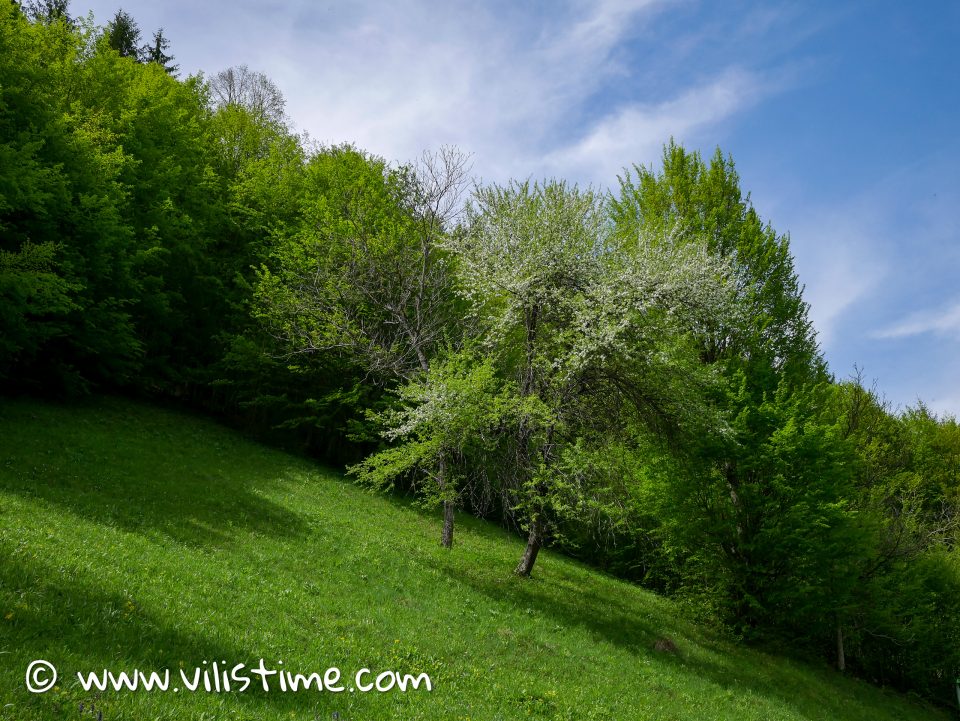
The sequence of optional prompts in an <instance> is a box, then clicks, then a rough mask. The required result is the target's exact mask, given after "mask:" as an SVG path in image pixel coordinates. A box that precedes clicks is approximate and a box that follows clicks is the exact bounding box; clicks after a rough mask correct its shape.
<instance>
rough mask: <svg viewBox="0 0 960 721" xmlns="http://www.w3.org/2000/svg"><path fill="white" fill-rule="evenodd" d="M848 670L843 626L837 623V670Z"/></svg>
mask: <svg viewBox="0 0 960 721" xmlns="http://www.w3.org/2000/svg"><path fill="white" fill-rule="evenodd" d="M846 668H847V659H846V656H845V655H844V653H843V626H841V625H840V621H839V620H838V621H837V669H838V670H840V671H845V670H846Z"/></svg>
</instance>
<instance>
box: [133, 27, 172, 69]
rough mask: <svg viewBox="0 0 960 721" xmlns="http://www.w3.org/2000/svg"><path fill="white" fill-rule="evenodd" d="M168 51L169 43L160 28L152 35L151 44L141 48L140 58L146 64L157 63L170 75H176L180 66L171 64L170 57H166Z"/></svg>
mask: <svg viewBox="0 0 960 721" xmlns="http://www.w3.org/2000/svg"><path fill="white" fill-rule="evenodd" d="M169 49H170V41H169V40H168V39H167V38H166V37H164V35H163V28H160V29H159V30H157V31H156V32H155V33H154V34H153V42H152V43H148V44H146V45H144V46H143V49H142V50H141V51H140V52H141V58H142V59H143V61H144V62H147V63H157V64H158V65H160V67H162V68H163V69H164V70H166V71H167V72H168V73H170V74H171V75H176V74H177V72H178V71H179V70H180V66H179V65H175V64H174V63H173V56H172V55H167V50H169Z"/></svg>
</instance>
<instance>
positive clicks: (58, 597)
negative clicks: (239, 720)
mask: <svg viewBox="0 0 960 721" xmlns="http://www.w3.org/2000/svg"><path fill="white" fill-rule="evenodd" d="M50 576H51V571H50V569H45V568H42V567H39V566H36V567H35V566H33V565H31V564H30V563H28V562H25V561H24V559H21V558H17V557H16V556H14V555H12V554H10V553H8V552H7V551H6V550H5V549H0V588H4V589H7V591H8V592H9V591H13V592H14V593H15V594H16V595H17V596H19V597H21V598H25V599H29V604H22V605H21V606H20V607H17V609H16V616H15V618H13V619H10V618H7V619H0V624H2V629H3V635H2V636H0V652H2V653H3V654H4V655H3V656H2V657H0V658H3V659H4V661H3V663H2V664H0V679H3V682H2V684H0V708H2V709H3V710H4V711H12V712H17V715H16V718H23V717H25V716H26V715H27V713H28V712H29V711H31V710H33V711H34V712H37V713H38V715H40V716H41V717H43V718H92V717H91V716H83V715H78V709H79V707H80V704H84V706H85V707H86V708H89V707H90V705H91V704H94V705H96V706H97V707H98V708H99V709H101V710H102V712H103V718H104V719H107V720H110V721H112V720H113V719H119V718H128V717H129V716H128V714H129V700H128V699H123V698H121V697H122V696H138V695H144V694H150V693H151V692H147V691H143V690H138V691H131V690H127V689H123V690H121V691H116V690H114V689H113V688H109V689H108V690H106V691H99V690H97V689H96V688H91V689H90V690H89V691H87V690H84V688H83V687H82V686H81V685H80V683H79V681H78V680H77V674H78V673H82V674H84V678H87V675H88V674H89V673H98V674H100V675H102V673H103V671H104V670H109V671H112V672H114V673H120V672H126V673H128V674H131V675H132V674H133V672H134V670H135V669H137V670H140V671H143V672H144V673H146V674H149V673H150V672H152V671H156V672H157V673H160V674H162V673H163V671H164V670H169V689H171V690H170V691H167V692H166V693H163V692H159V691H155V692H152V695H153V697H154V698H153V699H151V701H154V700H156V701H159V703H160V705H161V706H162V705H163V704H164V703H165V701H167V700H169V702H171V703H179V704H184V703H185V704H187V706H188V707H189V708H190V711H191V713H196V712H197V711H198V710H199V708H198V707H203V706H206V707H208V710H212V708H210V707H218V706H220V705H221V704H223V703H224V702H226V703H228V704H229V703H230V702H231V701H233V702H235V703H236V704H237V705H238V706H239V707H240V708H242V709H243V711H244V714H245V715H244V716H243V717H244V718H261V717H262V716H261V712H263V711H266V710H270V711H271V712H274V713H277V715H278V716H279V715H280V713H284V714H286V713H289V714H290V715H291V716H293V715H295V717H296V718H309V719H313V718H319V719H329V718H331V717H332V716H333V712H334V711H338V712H339V713H340V714H341V716H342V718H343V719H344V721H346V720H347V719H349V718H352V717H351V716H347V715H344V710H345V701H346V699H345V698H339V699H338V698H337V697H334V696H332V695H330V694H328V693H323V692H319V691H317V690H316V689H315V688H311V689H310V690H306V691H300V692H298V693H282V692H279V691H278V690H277V682H276V677H273V678H272V680H271V691H269V692H266V691H264V690H263V689H262V688H261V687H260V686H259V685H258V684H259V677H257V676H255V675H253V674H251V673H250V672H249V669H250V668H251V667H254V666H256V664H257V663H258V661H259V659H260V658H261V657H263V658H264V661H265V667H266V668H278V666H277V663H276V659H274V658H271V657H270V656H269V654H270V649H259V650H252V649H249V648H241V647H239V646H237V645H234V644H232V643H229V642H225V641H224V640H222V639H217V640H213V639H212V638H208V637H205V636H203V635H200V634H197V633H192V632H189V631H186V630H184V629H181V628H177V627H176V625H175V624H174V619H163V618H160V617H157V616H156V615H153V614H150V613H146V612H145V611H144V610H143V609H141V608H137V607H136V606H135V605H133V604H132V603H131V600H130V598H128V597H125V596H123V595H121V594H117V593H111V592H104V591H99V590H98V589H97V588H96V580H95V579H94V578H91V579H89V580H84V581H83V582H81V583H73V584H67V583H64V582H60V583H57V582H52V581H51V580H50ZM0 597H2V594H0ZM38 658H42V659H44V660H47V661H48V662H50V663H52V664H53V665H54V666H55V667H57V670H58V674H59V682H58V687H57V689H55V690H53V691H51V692H49V693H46V694H34V693H30V692H28V691H27V689H26V686H25V680H24V672H25V669H26V667H27V665H28V664H29V663H30V662H31V661H33V660H34V659H38ZM215 660H216V661H219V660H225V661H227V664H228V668H232V667H233V666H234V665H235V664H238V663H243V664H245V665H246V669H244V670H243V671H242V672H243V673H246V674H247V675H248V676H249V677H250V679H251V681H252V683H251V685H250V687H249V688H248V689H246V690H245V691H244V692H238V690H237V688H236V684H235V685H234V690H233V691H231V692H222V693H219V694H218V693H208V694H205V693H204V691H203V686H202V676H201V677H200V678H201V686H200V690H199V691H198V692H196V693H195V694H187V693H179V694H174V693H172V689H173V688H174V687H179V688H180V690H181V691H186V688H185V686H184V684H183V683H182V678H181V675H180V668H183V669H184V673H185V674H186V678H187V679H188V680H191V681H192V680H193V679H194V669H195V668H209V666H204V664H205V663H206V662H208V661H209V662H210V663H212V662H213V661H215ZM290 670H291V671H293V672H294V673H298V672H303V673H310V672H312V671H314V670H316V669H312V668H311V669H294V668H292V667H291V669H290ZM158 694H159V698H158ZM167 694H169V699H168V698H167ZM194 696H207V697H208V698H204V699H199V700H198V701H195V702H193V703H191V699H192V697H194ZM133 702H134V704H136V699H133ZM181 708H182V706H181ZM171 710H172V709H171ZM221 710H222V709H221ZM238 710H239V709H238ZM246 714H249V715H246ZM168 717H170V718H172V717H173V716H167V715H163V718H168ZM191 717H192V716H191ZM217 717H218V718H219V717H220V716H217ZM233 717H234V716H233V715H232V714H231V718H233ZM204 718H206V716H204ZM210 718H213V716H210Z"/></svg>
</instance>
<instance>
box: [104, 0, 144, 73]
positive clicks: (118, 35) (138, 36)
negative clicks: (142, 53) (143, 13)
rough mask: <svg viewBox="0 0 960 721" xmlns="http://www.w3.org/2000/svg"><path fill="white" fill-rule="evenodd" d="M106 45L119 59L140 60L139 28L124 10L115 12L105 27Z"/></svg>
mask: <svg viewBox="0 0 960 721" xmlns="http://www.w3.org/2000/svg"><path fill="white" fill-rule="evenodd" d="M107 43H108V44H109V45H110V47H111V48H113V49H114V50H116V51H117V52H118V53H120V56H121V57H124V58H133V59H134V60H137V61H139V60H140V59H141V55H140V53H141V50H140V27H139V26H138V25H137V21H136V20H134V19H133V16H132V15H131V14H130V13H128V12H126V11H125V10H117V14H116V15H114V16H113V21H112V22H111V23H110V24H109V25H108V26H107Z"/></svg>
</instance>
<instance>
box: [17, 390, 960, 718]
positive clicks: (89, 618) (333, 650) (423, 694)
mask: <svg viewBox="0 0 960 721" xmlns="http://www.w3.org/2000/svg"><path fill="white" fill-rule="evenodd" d="M438 536H439V527H438V520H437V518H436V517H435V516H434V515H431V514H424V513H421V512H419V511H417V510H416V509H415V508H413V507H411V506H409V505H408V504H406V503H404V502H401V501H397V500H395V499H390V498H386V497H383V496H376V495H371V494H369V493H366V492H364V491H363V490H361V489H359V488H357V487H355V486H354V485H351V484H350V483H349V482H347V481H344V480H343V479H342V478H341V477H340V476H338V475H337V474H336V473H334V472H331V471H329V470H324V469H323V468H320V467H318V466H317V465H315V464H313V463H311V462H309V461H307V460H304V459H301V458H296V457H292V456H289V455H285V454H283V453H280V452H278V451H275V450H272V449H268V448H264V447H262V446H259V445H257V444H254V443H251V442H249V441H247V440H245V439H243V438H242V437H240V436H238V435H237V434H235V433H233V432H231V431H229V430H226V429H224V428H222V427H219V426H217V425H216V424H214V423H212V422H210V421H207V420H203V419H197V418H195V417H192V416H189V415H184V414H179V413H175V412H171V411H168V410H163V409H158V408H154V407H150V406H145V405H138V404H134V403H130V402H126V401H119V400H113V399H107V400H98V401H96V402H93V403H91V404H89V405H85V406H71V407H64V406H56V405H45V404H40V403H37V402H27V401H14V402H11V401H0V718H9V719H17V720H18V721H29V720H31V719H61V718H71V719H94V718H96V715H95V713H91V712H90V710H89V708H90V705H91V704H93V705H95V707H96V708H97V710H98V711H102V714H103V719H105V720H106V721H113V720H114V719H133V720H134V721H140V720H148V719H178V720H184V719H314V718H316V719H331V718H333V717H334V713H335V712H336V713H337V714H339V718H340V719H342V720H343V721H348V720H356V721H361V720H369V719H482V720H484V721H494V720H496V719H503V720H505V721H510V720H512V719H522V718H537V719H618V720H629V719H661V720H666V719H691V720H692V719H697V720H698V721H699V720H701V719H736V720H737V721H745V720H749V719H757V720H761V719H762V720H763V721H774V720H776V719H831V720H832V719H839V720H841V721H843V720H848V719H849V720H850V721H853V720H855V719H863V720H864V721H880V720H882V719H943V718H946V716H943V715H940V714H939V713H938V712H935V711H932V710H930V709H929V708H926V707H923V706H920V705H918V704H915V703H912V702H910V701H908V700H907V699H905V698H903V697H901V696H898V695H896V694H893V693H889V692H885V691H882V690H880V689H876V688H873V687H871V686H869V685H867V684H865V683H862V682H858V681H854V680H851V679H846V678H842V677H840V676H839V675H838V674H836V673H834V672H832V671H831V670H830V669H828V668H826V667H811V666H807V665H804V664H801V663H796V662H791V661H786V660H783V659H780V658H776V657H773V656H769V655H764V654H761V653H758V652H755V651H751V650H747V649H745V648H742V647H739V646H737V645H735V644H732V643H730V642H728V641H725V640H724V639H723V638H721V637H719V636H717V635H715V634H713V633H712V632H711V631H710V630H708V629H704V628H702V627H698V626H697V625H695V624H693V623H690V622H688V621H686V620H685V619H684V618H683V616H682V614H681V613H680V612H679V610H678V609H677V608H676V607H675V606H674V605H673V604H672V603H671V602H669V601H667V600H665V599H663V598H660V597H658V596H656V595H653V594H651V593H648V592H645V591H643V590H641V589H639V588H636V587H634V586H631V585H629V584H626V583H623V582H620V581H617V580H615V579H612V578H609V577H607V576H604V575H602V574H599V573H597V572H595V571H593V570H591V569H589V568H586V567H584V566H582V565H580V564H577V563H575V562H573V561H570V560H568V559H565V558H563V557H562V556H559V555H556V554H553V553H549V552H548V553H544V554H542V555H541V558H540V560H539V562H538V566H537V569H536V571H535V575H536V578H535V579H534V580H530V581H524V580H521V579H517V578H514V577H512V576H511V570H512V568H513V566H514V564H515V562H516V560H517V558H518V557H519V554H520V552H521V550H522V544H521V541H520V540H519V539H517V538H515V537H513V536H510V535H508V534H506V533H505V532H504V531H502V530H500V529H498V528H497V527H495V526H492V525H488V524H485V523H482V522H479V521H476V520H474V519H469V518H464V517H459V518H458V527H457V537H456V546H455V548H454V549H453V551H452V552H450V551H445V550H443V549H442V548H440V547H439V545H438V543H437V541H438ZM663 637H667V638H670V639H672V640H673V642H674V643H675V644H676V647H677V651H676V653H669V652H663V651H656V650H655V649H654V644H655V642H656V641H657V639H660V638H663ZM260 658H263V659H265V661H266V665H267V666H268V667H273V668H277V667H278V662H279V661H281V660H282V661H283V667H284V668H286V669H288V670H291V671H299V672H309V671H316V670H319V671H323V670H324V669H326V668H328V667H331V666H336V667H339V668H340V669H342V670H343V672H344V676H345V681H344V683H345V685H347V686H349V685H352V677H353V674H354V672H355V671H356V670H358V669H359V668H361V667H369V668H372V669H375V670H377V671H379V670H383V669H390V670H394V671H398V672H400V673H419V672H426V673H428V674H429V675H430V677H431V680H432V683H433V690H432V691H430V692H427V691H425V690H419V691H408V692H407V693H400V692H397V691H392V692H389V693H382V694H379V693H350V692H348V691H344V692H342V693H339V694H332V693H328V692H317V691H315V690H310V691H300V692H298V693H281V692H279V691H277V690H271V691H270V692H269V693H265V692H263V691H262V690H261V691H254V690H252V689H250V690H247V691H246V692H244V693H237V692H231V693H219V694H218V693H203V692H197V693H185V692H181V693H172V692H168V693H161V692H158V691H153V692H146V691H143V690H140V691H135V692H132V691H120V692H115V691H109V692H104V693H99V694H98V693H95V692H86V691H84V690H83V689H82V688H81V687H80V685H79V683H78V682H77V680H76V673H77V672H78V671H83V672H88V671H94V670H102V669H104V668H107V669H110V670H112V671H115V672H118V671H128V672H130V671H132V670H133V669H140V670H144V671H161V670H163V669H165V668H169V669H172V670H173V671H172V672H173V674H174V676H173V681H176V680H177V679H178V676H177V673H178V669H179V668H181V667H183V668H185V669H192V668H193V667H196V666H202V665H203V662H204V661H207V662H213V661H218V662H220V661H227V662H228V665H229V666H232V665H234V664H236V663H244V664H247V665H248V666H251V665H254V664H255V663H256V662H257V660H258V659H260ZM34 659H46V660H48V661H50V662H52V663H54V664H55V665H56V666H57V668H58V669H59V672H60V680H59V682H58V685H57V687H56V688H55V689H54V690H52V691H50V692H49V693H45V694H31V693H28V692H27V690H26V688H25V682H24V673H25V670H26V667H27V665H28V664H29V663H30V662H31V661H33V660H34ZM172 685H174V684H173V683H171V686H172ZM81 703H82V704H83V705H84V711H83V712H81V711H80V704H81Z"/></svg>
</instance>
------------------------------------
- Goal of the exercise -
Which of the lines above include the word "negative"? List those lines.

- Task answer -
negative clicks: (239, 720)
negative clicks: (142, 53) (143, 13)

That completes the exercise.